SELECTED EXCERPT START

While I’m sworn to an oath of confidentiality, I’ll just say that one prominent journalist killed Hayes’ chances with his comments at the end of the presentation. It was as if the air was let out of the room.
Gene’s correct about Zimmerman’s reaction. He was furious and resigned from the Senior Committee.
When Hayes was re-introduced this year, the sentiment had obviously changed and Bob was elected. As the presenter “Goose” Gosselin from Dallas did an excellent job of outlining Hayes’ accomplishments.
There are a lot of things that go on in those meetings, confidentially, but suffice to say that when the announcement was made, Goose and I shook hands and I gave him hearty congratulations.
While some of the selectors might not have seen him play, the average age on the committee is 56 years old. So Hayes isn’t a mystery by any means to the men and women who vote. They decided in 2002 that his credentials weren’t good enough. Honestly, I thought about resigning from the committee after that vote. Bob had made it to the final cut that year but was voted down by a small number of “assassins” as Zimmerman would call them. (It can be a tough meeting.

SELECTED EXCERPT END

**TASK INSTRUCTIONS**:
1) Reproduce the stretch of the Bob Hayes passage from "When Hayes was" through "outlining Hayes’ accomplishments.".
2) According to the passage about the selection committee, what is the average age of its members?
3) Carry the passage about Bob Hayes and the selection committee forward from its last line.
The records have no connection to the passage about Bob Hayes and the selection committee.

EXCERPTED RECORDS START

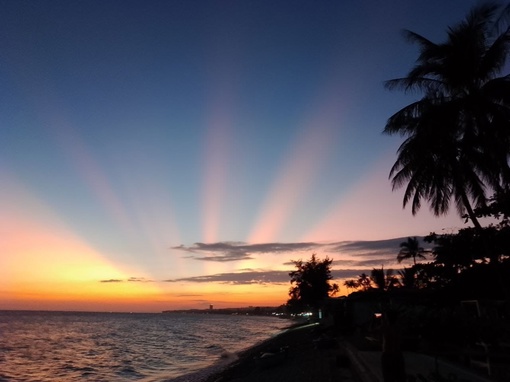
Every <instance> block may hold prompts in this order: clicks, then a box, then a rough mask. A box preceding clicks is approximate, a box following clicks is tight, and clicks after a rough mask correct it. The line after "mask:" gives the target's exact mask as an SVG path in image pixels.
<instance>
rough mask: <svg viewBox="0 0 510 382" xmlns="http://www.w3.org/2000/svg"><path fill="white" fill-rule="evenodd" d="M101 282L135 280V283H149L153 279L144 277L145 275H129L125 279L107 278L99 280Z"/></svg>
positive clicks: (132, 280)
mask: <svg viewBox="0 0 510 382" xmlns="http://www.w3.org/2000/svg"><path fill="white" fill-rule="evenodd" d="M99 282H101V283H123V282H136V283H151V282H153V280H149V279H146V278H145V277H130V278H128V279H127V280H121V279H107V280H99Z"/></svg>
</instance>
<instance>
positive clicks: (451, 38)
mask: <svg viewBox="0 0 510 382" xmlns="http://www.w3.org/2000/svg"><path fill="white" fill-rule="evenodd" d="M509 15H510V5H507V6H506V7H504V8H502V7H500V6H499V5H496V4H492V3H489V4H481V5H479V6H477V7H474V8H473V9H472V11H471V12H470V13H469V14H468V16H467V18H466V19H465V20H464V21H462V22H460V23H458V24H457V25H455V26H453V27H451V28H449V29H448V36H447V40H446V42H444V43H441V44H436V43H433V42H431V41H430V40H428V39H426V38H425V37H423V36H420V35H419V34H417V33H414V32H411V31H408V30H406V31H404V35H405V37H406V38H407V40H409V41H410V42H411V43H415V44H417V45H418V46H419V48H420V54H419V56H418V59H417V63H416V66H415V67H414V68H413V69H412V70H411V71H410V72H409V73H408V75H407V77H404V78H398V79H394V80H390V81H387V82H386V87H387V88H388V89H390V90H394V89H396V90H403V91H405V92H409V91H418V92H421V93H422V94H423V97H422V98H421V99H420V100H419V101H416V102H414V103H412V104H410V105H408V106H406V107H404V108H403V109H401V110H399V111H398V112H397V113H395V114H394V115H393V116H391V117H390V118H389V119H388V121H387V123H386V126H385V129H384V132H385V133H387V134H400V135H401V136H403V137H405V140H404V142H403V143H402V144H401V146H400V147H399V149H398V151H397V154H398V158H397V160H396V162H395V164H394V165H393V167H392V168H391V171H390V178H392V186H393V189H394V190H395V189H397V188H400V187H402V186H404V185H406V189H405V193H404V200H403V205H404V207H405V206H406V205H407V204H408V203H411V204H412V213H413V215H414V214H416V213H417V212H418V210H419V209H420V207H421V202H422V200H425V201H428V202H429V203H430V207H431V209H432V211H433V212H434V214H435V215H442V214H446V213H447V212H448V210H449V207H450V203H451V202H454V203H455V205H456V207H457V211H458V213H459V214H460V215H461V216H465V215H466V214H467V216H468V217H469V219H470V220H471V221H472V223H473V225H474V226H475V227H477V228H478V229H481V225H480V223H479V221H478V219H477V217H476V215H475V213H474V207H484V206H485V205H486V203H487V192H488V189H489V190H490V191H492V190H495V191H498V190H500V189H501V188H502V187H504V185H505V184H508V181H509V179H510V167H509V161H508V160H509V156H510V133H509V128H508V125H509V121H510V76H509V75H505V76H503V77H497V76H498V75H500V73H501V71H502V70H503V68H504V66H505V62H506V59H507V56H508V53H509V51H510V28H508V20H509V18H510V16H509ZM502 27H504V29H502Z"/></svg>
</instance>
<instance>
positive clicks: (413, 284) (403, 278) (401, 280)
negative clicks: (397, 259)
mask: <svg viewBox="0 0 510 382" xmlns="http://www.w3.org/2000/svg"><path fill="white" fill-rule="evenodd" d="M416 273H417V269H416V267H412V268H406V267H404V269H402V270H400V271H398V275H399V276H400V279H399V284H400V286H401V287H402V288H408V289H413V288H416V286H417V285H416V284H417V280H416V276H417V275H416Z"/></svg>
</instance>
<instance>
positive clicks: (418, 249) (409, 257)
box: [397, 236, 427, 265]
mask: <svg viewBox="0 0 510 382" xmlns="http://www.w3.org/2000/svg"><path fill="white" fill-rule="evenodd" d="M425 253H427V251H426V250H424V249H423V248H422V247H420V242H419V241H418V239H417V238H416V236H415V237H408V238H407V241H403V242H402V243H400V251H399V253H398V255H397V261H398V262H399V263H401V262H402V260H405V259H410V258H412V259H413V262H414V265H416V258H417V257H419V258H420V259H425V255H424V254H425Z"/></svg>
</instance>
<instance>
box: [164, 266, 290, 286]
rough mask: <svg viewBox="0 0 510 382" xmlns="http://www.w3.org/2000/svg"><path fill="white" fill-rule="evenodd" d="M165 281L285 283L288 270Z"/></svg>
mask: <svg viewBox="0 0 510 382" xmlns="http://www.w3.org/2000/svg"><path fill="white" fill-rule="evenodd" d="M165 282H193V283H209V282H217V283H224V284H233V285H249V284H259V285H260V284H287V283H288V282H289V272H285V271H267V270H245V271H242V272H231V273H218V274H213V275H204V276H196V277H185V278H180V279H169V280H165Z"/></svg>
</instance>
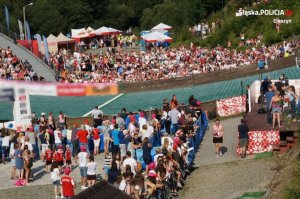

EXCERPTED RECORDS END

**YOUR RESPONSES**:
1)
When Hayes was re-introduced this year, the sentiment had obviously changed and Bob was elected. As the presenter “Goose” Gosselin from Dallas did an excellent job of outlining Hayes’ accomplishments.

2) 56 years old.

3)
When the late Will McDonough came to the meeting the year after the Lawrence Taylor vote was quoted chapter and verse in several publications, McDonough broke the parliamentary rules at the beginning of the meeting, stood up and looked around the room wagging his finger and said, “If I ever find out which one of you m—–er f—–ers did that, I’m going to kick your ass.”
I’ve always figured that if a player makes it to the final cut: Down from 90 to 25. Down from 25 to 15 and then to the final 6 (or seven depending on the year), then most of the people who I respect in the room think he deserves recognition in the Hall. That’s usually good enough for me. (I voted against Lawrence Taylor at the time for different reasons.) So I vote yes.
But some guys think they’re smarter than everybody else in the room. Or have a personal grudge against the player and vote him down no matter what. So I can see why Paul was furious. (He and I usually sat together over the last 10 years at the meetings, sometimes sharing our love of history.) I’m sure Zimmerman, who has been debilitated by a series of strokes, is pleased that Bob is finally in the Hall.
There are a lot of factors that kept him out over the years: racism, his off the field issues, animosity toward the Cowboys, the Ice Bowl and others. But I had a chance to smile today because he’s now where he belongs.
Among the greats.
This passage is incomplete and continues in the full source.